------ Text shown

To test for willingness to help strangers, for example, they collected data on blood-donation rates across Italy, finding a correlation between high donation rates and low cousin-marriage rates. With their kinship intensity index, Schutz said, they can also predict which diplomats in New York City will or will not pay parking tickets: Those from countries with higher rates of cousin marriages are more likely to get a ticket and less likely to pay one.
And, although willingness to trust strangers, as opposed to family or neighbors, is associated with higher levels of innovation, greater national wealth, and faster economic growth, which factor causes which is not yet known. __ https://phys.org/news/2019-11-incest-dawn-individualism.html
The great divergence of Europe from the rest of the world has never been satisfactorily explained, but a large number of scholars and authors keep trying to explain it, with greater or lesser success:
- A Farewell to Alms
- Before and Beyond Divergence
- The Clash of Civilizations
- Civilization: The West and the Rest
- The Civilizing Process
- The European Miracle
- Great Divergence and Great Convergence
- The Great divergence: China, Europe, and the making of the modern world economy
- Guns, Germs, and Steel
- The Rise and Fall of the Great Powers
- The Rise of the West: A History of the Human Community
- The Wealth and Poverty of Nations
- Why the West Rules—For Now
- The Eastern Origins of Western Civilisation
This latest theory regarding consanguineous breeding suggests a new facet of the complex issue, which may well explain a portion of the differences in societal outcomes.

------------
------ Data supplied

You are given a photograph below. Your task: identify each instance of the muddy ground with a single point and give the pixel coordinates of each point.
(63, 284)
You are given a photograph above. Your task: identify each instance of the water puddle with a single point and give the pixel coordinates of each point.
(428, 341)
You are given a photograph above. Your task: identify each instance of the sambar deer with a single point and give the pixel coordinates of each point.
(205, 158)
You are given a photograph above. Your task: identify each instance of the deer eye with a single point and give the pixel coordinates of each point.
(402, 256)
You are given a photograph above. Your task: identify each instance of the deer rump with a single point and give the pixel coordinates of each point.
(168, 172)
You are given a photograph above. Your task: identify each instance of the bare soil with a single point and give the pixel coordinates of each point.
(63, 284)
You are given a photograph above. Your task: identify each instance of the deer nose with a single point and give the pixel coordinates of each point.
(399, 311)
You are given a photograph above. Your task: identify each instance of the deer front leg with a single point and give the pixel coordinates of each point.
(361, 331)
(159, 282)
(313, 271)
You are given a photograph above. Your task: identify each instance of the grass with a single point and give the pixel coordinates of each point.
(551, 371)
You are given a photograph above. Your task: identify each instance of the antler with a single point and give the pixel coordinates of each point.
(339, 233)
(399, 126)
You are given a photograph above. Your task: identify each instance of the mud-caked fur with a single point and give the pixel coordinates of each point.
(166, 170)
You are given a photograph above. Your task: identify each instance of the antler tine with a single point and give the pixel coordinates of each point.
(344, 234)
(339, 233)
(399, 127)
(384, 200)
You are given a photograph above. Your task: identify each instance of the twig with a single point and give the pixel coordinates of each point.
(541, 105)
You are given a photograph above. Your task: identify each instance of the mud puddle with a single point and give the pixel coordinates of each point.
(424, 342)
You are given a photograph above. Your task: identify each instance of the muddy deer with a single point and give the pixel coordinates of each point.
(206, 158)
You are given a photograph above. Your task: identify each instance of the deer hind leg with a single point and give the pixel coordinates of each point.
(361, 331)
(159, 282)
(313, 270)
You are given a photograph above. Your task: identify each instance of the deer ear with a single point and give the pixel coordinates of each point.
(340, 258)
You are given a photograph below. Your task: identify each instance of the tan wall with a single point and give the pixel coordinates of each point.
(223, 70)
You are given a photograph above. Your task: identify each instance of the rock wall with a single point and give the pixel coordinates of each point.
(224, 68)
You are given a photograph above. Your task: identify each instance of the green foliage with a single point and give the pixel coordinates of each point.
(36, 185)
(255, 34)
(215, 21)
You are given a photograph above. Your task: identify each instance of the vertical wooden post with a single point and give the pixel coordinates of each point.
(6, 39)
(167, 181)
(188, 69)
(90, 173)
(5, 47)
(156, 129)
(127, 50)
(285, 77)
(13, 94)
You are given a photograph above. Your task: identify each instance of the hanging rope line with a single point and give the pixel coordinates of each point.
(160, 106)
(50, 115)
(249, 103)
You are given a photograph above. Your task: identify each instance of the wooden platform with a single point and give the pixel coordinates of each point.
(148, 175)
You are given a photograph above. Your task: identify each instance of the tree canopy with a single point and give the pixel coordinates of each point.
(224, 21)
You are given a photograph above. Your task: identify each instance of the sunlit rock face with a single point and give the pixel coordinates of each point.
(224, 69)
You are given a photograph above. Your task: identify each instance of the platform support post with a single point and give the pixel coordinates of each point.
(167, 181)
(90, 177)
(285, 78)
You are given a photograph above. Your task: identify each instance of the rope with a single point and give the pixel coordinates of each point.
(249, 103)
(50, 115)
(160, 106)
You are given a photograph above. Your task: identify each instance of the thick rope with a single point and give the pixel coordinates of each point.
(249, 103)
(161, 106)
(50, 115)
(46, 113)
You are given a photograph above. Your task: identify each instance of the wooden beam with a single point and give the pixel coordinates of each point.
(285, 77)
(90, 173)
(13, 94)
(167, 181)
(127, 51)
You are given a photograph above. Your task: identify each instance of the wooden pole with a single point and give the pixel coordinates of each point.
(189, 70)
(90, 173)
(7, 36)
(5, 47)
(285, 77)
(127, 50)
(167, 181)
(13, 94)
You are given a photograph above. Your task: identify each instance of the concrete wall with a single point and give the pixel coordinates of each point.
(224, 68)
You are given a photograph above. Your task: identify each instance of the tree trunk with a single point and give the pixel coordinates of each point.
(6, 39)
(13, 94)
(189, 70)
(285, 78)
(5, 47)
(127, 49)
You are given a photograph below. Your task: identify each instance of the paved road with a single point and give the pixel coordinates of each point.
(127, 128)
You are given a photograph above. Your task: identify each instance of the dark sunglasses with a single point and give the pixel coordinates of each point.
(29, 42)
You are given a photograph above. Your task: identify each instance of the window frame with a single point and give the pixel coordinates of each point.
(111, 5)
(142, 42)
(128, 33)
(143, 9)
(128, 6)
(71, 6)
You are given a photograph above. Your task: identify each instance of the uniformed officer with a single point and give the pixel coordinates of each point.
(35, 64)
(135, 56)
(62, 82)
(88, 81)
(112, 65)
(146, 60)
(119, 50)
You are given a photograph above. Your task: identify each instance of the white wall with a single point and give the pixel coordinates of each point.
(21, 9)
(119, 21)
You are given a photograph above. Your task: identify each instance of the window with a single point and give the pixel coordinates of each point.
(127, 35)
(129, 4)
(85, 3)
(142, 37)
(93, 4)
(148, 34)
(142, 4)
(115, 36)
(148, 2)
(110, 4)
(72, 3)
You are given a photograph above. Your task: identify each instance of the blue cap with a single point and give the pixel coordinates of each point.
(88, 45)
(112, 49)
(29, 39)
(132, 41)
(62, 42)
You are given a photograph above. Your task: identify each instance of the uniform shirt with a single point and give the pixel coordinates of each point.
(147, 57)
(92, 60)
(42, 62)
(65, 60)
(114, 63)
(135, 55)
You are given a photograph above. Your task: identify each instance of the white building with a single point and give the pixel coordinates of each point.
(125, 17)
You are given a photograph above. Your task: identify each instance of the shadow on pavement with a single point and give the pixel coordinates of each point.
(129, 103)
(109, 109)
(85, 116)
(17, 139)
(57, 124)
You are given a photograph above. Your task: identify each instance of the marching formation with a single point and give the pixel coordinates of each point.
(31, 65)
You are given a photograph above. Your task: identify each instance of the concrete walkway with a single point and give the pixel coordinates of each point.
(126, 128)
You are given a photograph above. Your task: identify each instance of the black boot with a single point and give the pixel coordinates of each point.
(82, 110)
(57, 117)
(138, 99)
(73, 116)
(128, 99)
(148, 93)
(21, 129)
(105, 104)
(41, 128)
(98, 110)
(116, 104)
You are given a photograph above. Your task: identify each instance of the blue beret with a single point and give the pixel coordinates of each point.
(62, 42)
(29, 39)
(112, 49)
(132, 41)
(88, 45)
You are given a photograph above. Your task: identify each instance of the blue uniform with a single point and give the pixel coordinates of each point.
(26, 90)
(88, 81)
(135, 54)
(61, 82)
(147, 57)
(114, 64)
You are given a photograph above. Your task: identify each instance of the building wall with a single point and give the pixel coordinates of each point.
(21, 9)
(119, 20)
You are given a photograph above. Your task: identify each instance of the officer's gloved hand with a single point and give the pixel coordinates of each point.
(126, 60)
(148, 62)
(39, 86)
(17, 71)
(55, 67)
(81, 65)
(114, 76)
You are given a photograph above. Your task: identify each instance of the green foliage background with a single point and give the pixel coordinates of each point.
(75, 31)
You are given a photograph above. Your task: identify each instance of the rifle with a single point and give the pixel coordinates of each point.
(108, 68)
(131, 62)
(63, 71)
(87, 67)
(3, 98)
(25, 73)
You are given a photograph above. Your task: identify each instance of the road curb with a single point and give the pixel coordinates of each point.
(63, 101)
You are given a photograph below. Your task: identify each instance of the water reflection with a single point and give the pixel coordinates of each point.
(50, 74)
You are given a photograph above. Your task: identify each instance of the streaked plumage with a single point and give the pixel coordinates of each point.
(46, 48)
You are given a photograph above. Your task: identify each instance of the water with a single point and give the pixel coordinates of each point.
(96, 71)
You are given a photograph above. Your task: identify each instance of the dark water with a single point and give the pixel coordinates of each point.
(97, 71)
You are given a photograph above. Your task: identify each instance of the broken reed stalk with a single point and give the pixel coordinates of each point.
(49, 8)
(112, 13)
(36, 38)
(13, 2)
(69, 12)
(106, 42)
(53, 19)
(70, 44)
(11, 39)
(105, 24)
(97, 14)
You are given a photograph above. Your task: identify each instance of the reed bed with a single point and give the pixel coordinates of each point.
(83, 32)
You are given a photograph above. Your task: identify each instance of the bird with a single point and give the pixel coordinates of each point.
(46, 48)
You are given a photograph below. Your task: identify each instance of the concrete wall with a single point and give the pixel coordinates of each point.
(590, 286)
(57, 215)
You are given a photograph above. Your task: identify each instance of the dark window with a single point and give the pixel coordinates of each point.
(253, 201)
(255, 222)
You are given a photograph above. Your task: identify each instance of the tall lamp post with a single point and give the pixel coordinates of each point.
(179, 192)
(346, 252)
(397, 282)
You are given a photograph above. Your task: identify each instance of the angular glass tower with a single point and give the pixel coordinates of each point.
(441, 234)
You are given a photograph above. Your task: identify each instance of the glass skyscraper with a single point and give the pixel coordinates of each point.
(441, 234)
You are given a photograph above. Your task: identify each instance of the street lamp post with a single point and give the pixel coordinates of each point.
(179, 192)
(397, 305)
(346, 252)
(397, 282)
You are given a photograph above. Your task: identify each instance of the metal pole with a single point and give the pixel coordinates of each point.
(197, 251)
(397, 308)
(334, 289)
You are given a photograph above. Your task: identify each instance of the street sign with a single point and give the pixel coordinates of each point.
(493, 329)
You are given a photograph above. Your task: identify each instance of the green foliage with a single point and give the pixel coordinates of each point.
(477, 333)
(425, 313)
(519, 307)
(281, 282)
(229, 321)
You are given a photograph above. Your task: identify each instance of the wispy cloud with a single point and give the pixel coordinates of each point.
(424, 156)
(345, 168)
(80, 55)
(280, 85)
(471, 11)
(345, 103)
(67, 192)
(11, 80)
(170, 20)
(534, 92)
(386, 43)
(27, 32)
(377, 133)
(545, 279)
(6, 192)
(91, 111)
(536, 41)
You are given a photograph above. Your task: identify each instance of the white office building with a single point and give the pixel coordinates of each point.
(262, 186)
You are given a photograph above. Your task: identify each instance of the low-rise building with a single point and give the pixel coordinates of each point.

------------

Explore the material:
(a) Translate this sentence from the passage on cousin marriage into Spanish: "This latest theory regarding consanguineous breeding suggests a new facet of the complex issue, which may well explain a portion of the differences in societal outcomes."
(b) Reproduce the passage on cousin marriage word for word, starting at "To test for" and ending at "to pay one.".
(c) Write the next part of the passage on cousin marriage, picking up after its final sentence.

Answer section:
(a) Esta teoría más reciente sobre la reproducción consanguínea sugiere una nueva faceta de esta compleja cuestión, que bien podría explicar una parte de las diferencias en los resultados sociales.

(b)
To test for willingness to help strangers, for example, they collected data on blood-donation rates across Italy, finding a correlation between high donation rates and low cousin-marriage rates. With their kinship intensity index, Schutz said, they can also predict which diplomats in New York City will or will not pay parking tickets: Those from countries with higher rates of cousin marriages are more likely to get a ticket and less likely to pay one.

(c)
Demographic Decline of Islamic Fundamentalist Societies
The absolute numbers of people living in fundamentalist Islamic societies such as Pakistan have risen, but the “quality” of their achievements has not. Pakistan is poor and human misery is rampant. Pakistani Muslims flee to the west for a better life, but they often bring their dysfunctional lifestyle choices with them. In this way they limit themselves and their progeny to less benefit from the migration than they might otherwise have enjoyed.
High levels of birth defects are punishment enough for such societies, but the additional penalties brought on by personality traits that lead to low levels of prosperity, intelligence, and innovation add great insult to previous injury.
Perhaps we should not be surprised that cultures which have cursed themselves with the inability to compete with other cultures, might be reduced to religious fanaticism and violence — which is clearly the case in nations from MENA to South Asia to Southeast Asia and Central Asia.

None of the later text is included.